#### Exercise materials:

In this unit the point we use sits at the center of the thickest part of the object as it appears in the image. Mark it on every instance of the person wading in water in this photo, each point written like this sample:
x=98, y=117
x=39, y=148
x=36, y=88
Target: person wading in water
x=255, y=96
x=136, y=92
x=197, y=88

#### What you are asked to do:
Restate every entry word for word.

#### Solution to this task:
In this unit the point we use sits at the center of the thickest part of the object as it appears in the image. Mark it on every instance of the person wading in water in this photo, each point written like this sample:
x=98, y=117
x=39, y=148
x=36, y=88
Target: person wading in water
x=255, y=96
x=136, y=92
x=197, y=88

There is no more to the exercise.